**実施事項**
以下の記録のうち、"the black window"を含む行から"column 674, row 306"を含む行までを両端も含めてすべて取り出し、一行を一つの文字列とするJSONリストの形に整えてください。空行は含めないでください。

**提示された記録**
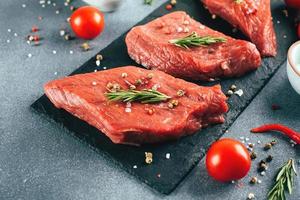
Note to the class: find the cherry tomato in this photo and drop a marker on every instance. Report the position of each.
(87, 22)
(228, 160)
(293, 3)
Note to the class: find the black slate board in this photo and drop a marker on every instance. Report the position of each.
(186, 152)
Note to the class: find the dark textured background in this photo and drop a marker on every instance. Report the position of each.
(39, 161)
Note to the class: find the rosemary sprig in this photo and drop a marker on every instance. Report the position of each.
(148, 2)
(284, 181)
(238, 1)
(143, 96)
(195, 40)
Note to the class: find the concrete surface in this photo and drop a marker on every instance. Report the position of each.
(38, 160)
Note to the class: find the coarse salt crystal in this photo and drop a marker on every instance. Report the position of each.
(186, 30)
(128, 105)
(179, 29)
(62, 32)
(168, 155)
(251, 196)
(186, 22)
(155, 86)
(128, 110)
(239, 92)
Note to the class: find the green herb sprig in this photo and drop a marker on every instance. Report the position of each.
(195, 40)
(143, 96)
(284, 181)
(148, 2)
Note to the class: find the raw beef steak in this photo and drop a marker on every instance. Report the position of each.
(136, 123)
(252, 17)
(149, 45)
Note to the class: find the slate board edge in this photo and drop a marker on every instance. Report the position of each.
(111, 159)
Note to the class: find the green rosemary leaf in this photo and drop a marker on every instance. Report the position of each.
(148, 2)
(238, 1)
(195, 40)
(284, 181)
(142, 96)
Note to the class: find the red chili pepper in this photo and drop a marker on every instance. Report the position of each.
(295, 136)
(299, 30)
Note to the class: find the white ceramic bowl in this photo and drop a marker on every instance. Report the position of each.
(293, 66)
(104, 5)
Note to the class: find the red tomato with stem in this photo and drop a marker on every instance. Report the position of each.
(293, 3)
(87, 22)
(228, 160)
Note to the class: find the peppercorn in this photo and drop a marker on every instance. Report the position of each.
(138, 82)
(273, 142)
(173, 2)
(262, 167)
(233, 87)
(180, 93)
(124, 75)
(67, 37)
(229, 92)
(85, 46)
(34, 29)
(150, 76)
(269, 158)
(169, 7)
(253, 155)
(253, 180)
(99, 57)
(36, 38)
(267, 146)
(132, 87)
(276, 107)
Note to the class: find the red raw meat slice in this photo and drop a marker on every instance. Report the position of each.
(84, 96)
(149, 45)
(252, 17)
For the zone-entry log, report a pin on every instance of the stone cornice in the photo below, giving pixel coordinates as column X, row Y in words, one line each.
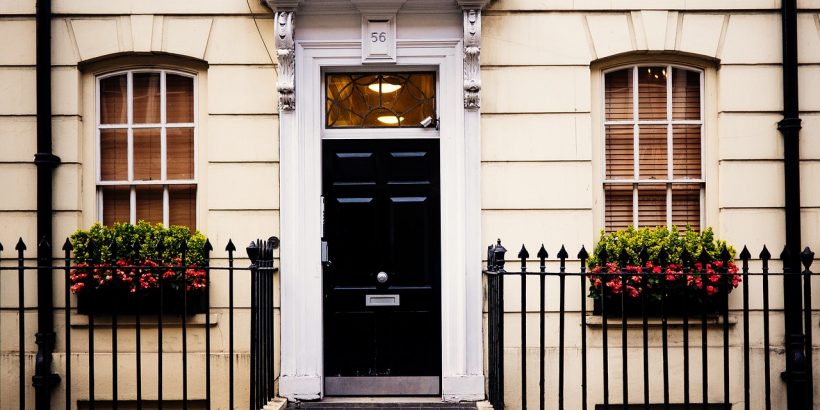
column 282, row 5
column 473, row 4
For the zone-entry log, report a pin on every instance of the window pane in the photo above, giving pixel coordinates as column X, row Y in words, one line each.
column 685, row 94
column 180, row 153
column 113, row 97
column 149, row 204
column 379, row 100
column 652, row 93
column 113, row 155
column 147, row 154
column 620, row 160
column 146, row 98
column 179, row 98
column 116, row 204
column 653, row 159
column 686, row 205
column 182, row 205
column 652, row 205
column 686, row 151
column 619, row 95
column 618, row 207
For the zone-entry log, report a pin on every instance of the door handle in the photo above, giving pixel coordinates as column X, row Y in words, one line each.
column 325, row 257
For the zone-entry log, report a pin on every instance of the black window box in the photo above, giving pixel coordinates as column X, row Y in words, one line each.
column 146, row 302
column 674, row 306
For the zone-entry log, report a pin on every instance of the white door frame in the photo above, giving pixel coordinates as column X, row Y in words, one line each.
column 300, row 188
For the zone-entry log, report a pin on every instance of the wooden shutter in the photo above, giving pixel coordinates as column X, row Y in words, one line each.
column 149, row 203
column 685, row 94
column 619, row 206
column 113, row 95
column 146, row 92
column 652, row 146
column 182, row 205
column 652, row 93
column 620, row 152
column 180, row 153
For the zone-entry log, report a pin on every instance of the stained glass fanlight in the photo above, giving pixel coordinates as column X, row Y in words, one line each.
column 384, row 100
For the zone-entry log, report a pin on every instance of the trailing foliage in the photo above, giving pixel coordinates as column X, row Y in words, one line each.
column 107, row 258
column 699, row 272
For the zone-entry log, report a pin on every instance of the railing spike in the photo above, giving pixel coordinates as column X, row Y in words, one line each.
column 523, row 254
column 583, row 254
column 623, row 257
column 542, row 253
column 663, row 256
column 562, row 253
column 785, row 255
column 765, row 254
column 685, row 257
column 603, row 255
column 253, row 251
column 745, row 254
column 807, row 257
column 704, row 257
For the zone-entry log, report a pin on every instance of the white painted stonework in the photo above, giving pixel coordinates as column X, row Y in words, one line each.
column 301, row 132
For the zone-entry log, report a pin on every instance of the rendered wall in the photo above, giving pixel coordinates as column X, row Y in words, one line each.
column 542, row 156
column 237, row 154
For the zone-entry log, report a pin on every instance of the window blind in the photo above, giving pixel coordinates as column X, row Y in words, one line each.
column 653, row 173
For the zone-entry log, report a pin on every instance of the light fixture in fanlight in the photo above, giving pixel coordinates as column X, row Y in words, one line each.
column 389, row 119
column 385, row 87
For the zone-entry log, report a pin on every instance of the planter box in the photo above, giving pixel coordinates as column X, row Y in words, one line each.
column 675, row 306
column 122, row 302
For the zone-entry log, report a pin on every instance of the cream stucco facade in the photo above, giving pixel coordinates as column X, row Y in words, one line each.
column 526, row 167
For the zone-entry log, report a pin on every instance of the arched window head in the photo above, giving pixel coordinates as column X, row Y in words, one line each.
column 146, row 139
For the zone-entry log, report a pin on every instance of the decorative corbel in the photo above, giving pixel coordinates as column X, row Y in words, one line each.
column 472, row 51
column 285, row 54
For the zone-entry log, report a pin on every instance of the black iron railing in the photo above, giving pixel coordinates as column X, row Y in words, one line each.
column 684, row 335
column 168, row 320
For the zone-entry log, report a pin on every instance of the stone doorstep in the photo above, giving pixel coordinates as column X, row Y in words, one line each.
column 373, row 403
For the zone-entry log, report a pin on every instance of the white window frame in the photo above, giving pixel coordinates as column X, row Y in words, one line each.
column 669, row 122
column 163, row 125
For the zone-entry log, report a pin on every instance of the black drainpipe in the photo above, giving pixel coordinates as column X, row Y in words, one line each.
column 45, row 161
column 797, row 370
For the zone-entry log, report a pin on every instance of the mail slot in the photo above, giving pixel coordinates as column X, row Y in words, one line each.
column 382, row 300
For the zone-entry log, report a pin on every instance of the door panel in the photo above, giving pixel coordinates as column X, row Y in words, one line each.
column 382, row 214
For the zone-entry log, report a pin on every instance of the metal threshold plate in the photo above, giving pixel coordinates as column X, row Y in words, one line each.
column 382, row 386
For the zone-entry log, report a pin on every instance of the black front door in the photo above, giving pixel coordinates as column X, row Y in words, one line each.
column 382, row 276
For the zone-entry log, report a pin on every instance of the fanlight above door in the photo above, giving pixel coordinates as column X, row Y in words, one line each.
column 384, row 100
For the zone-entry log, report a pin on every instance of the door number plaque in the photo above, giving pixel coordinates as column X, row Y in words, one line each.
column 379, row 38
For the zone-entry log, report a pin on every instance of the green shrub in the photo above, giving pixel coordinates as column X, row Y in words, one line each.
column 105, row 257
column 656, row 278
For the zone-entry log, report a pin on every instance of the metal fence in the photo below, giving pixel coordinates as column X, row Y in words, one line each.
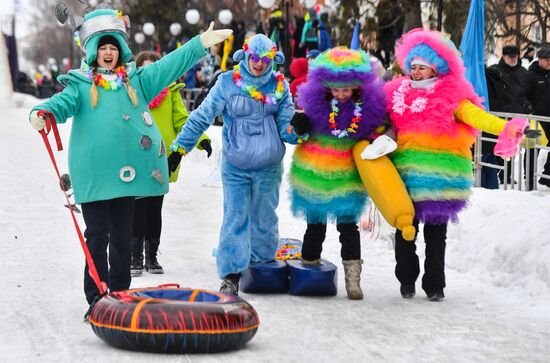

---

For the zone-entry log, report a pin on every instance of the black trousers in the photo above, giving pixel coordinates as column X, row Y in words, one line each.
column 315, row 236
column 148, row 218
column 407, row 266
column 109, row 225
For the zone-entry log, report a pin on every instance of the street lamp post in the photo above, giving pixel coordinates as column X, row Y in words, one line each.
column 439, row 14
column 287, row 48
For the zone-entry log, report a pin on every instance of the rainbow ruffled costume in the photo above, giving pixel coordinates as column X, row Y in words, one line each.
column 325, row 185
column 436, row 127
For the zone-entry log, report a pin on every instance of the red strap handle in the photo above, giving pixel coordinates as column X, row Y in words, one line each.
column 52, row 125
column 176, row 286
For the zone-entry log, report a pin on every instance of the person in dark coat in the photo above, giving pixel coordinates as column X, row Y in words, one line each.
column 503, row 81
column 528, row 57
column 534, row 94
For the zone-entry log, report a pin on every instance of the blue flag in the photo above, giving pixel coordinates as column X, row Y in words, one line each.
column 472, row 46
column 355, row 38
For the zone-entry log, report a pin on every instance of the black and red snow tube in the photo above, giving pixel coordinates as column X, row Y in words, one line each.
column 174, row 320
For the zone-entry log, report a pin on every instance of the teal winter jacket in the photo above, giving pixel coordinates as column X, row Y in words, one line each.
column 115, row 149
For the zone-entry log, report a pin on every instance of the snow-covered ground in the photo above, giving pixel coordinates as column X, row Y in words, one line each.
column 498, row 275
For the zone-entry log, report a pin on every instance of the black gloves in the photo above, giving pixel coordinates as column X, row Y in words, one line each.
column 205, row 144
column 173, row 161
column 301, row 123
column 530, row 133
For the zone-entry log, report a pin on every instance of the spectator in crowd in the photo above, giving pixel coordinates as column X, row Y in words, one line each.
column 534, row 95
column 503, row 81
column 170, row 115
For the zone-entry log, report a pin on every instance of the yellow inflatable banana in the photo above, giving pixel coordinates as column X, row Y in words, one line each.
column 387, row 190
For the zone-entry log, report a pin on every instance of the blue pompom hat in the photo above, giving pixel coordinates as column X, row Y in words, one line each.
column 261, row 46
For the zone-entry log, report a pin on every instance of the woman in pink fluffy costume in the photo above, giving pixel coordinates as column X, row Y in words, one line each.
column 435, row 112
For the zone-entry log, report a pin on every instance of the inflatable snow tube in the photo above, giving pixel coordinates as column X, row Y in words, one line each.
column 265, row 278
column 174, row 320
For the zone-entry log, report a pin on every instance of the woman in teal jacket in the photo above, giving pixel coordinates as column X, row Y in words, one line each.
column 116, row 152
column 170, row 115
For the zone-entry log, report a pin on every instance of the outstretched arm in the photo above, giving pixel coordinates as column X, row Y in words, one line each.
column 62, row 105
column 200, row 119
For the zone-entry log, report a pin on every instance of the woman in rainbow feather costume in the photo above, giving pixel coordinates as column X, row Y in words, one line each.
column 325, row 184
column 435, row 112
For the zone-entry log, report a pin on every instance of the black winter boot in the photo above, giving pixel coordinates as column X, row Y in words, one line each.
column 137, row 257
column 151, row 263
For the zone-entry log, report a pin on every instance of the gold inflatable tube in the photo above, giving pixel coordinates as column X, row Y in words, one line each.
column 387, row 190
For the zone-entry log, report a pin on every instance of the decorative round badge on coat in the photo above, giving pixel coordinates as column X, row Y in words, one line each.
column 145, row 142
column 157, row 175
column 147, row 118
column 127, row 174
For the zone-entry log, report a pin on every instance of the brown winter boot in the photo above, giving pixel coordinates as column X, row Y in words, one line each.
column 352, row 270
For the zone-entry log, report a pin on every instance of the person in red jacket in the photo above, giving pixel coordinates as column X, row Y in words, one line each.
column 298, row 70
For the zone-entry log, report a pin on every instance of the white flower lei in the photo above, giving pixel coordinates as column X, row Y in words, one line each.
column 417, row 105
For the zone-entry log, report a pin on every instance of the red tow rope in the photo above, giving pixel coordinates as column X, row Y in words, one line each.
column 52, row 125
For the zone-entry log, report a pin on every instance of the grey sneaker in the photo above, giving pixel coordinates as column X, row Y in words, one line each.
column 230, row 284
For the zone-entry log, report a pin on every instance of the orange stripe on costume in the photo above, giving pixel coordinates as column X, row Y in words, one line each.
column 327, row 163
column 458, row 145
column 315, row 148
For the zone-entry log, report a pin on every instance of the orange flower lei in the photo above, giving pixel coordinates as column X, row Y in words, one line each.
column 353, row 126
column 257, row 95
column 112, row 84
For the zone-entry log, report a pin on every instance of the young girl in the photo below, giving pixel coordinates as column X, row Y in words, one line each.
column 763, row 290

* * *

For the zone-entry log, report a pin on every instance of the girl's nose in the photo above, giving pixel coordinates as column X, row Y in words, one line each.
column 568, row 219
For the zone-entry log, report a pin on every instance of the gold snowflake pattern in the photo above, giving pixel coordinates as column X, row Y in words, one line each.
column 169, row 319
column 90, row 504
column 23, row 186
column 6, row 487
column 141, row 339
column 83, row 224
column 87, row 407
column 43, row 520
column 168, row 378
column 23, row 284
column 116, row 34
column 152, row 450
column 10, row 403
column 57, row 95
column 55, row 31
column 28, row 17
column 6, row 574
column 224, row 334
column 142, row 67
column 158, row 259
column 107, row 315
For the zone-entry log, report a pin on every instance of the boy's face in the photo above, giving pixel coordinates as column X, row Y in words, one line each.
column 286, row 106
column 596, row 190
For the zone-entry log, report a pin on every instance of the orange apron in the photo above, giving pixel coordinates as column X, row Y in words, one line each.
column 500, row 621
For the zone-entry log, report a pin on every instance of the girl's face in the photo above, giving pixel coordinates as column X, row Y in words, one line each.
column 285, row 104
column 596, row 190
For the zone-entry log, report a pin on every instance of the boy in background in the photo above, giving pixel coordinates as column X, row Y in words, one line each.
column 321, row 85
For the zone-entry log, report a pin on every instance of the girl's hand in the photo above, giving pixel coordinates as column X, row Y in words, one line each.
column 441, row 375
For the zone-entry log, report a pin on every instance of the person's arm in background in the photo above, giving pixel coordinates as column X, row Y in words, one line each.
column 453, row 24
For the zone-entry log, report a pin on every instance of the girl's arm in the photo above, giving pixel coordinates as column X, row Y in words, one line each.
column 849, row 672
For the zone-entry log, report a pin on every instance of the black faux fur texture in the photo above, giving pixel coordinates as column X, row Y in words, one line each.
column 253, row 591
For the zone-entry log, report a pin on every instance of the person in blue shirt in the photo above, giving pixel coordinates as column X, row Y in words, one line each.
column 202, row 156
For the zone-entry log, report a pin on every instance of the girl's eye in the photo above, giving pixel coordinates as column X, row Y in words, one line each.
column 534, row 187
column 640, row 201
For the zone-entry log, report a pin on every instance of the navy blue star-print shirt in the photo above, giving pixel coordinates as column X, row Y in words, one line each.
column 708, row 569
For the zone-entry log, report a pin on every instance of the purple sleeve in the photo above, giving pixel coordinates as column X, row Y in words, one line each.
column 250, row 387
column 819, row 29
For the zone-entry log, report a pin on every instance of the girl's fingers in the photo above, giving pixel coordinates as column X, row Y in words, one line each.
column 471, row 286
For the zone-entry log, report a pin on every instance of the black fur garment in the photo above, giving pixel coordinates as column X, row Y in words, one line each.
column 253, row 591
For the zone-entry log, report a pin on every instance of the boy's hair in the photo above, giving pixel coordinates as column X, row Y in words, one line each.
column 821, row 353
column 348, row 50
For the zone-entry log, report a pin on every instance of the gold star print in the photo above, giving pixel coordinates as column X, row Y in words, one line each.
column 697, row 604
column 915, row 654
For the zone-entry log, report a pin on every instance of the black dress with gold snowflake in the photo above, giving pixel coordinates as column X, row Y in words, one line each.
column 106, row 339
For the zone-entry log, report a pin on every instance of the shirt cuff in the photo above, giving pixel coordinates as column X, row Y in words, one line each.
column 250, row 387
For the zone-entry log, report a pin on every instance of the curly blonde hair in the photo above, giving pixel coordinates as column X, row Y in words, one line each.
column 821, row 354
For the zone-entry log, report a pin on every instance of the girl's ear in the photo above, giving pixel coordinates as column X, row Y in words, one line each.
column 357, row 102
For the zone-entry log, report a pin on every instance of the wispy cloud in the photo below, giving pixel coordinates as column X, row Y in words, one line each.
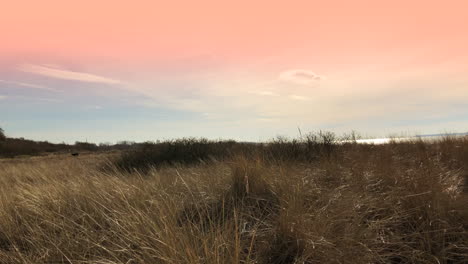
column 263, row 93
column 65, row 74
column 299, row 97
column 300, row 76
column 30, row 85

**本課題の解答**
[
  "For the zone-entry log, report a pin on every instance of the black window box in the photo above, giving pixel coordinates as column X, row Y in words, one line each.",
  "column 146, row 302",
  "column 674, row 306"
]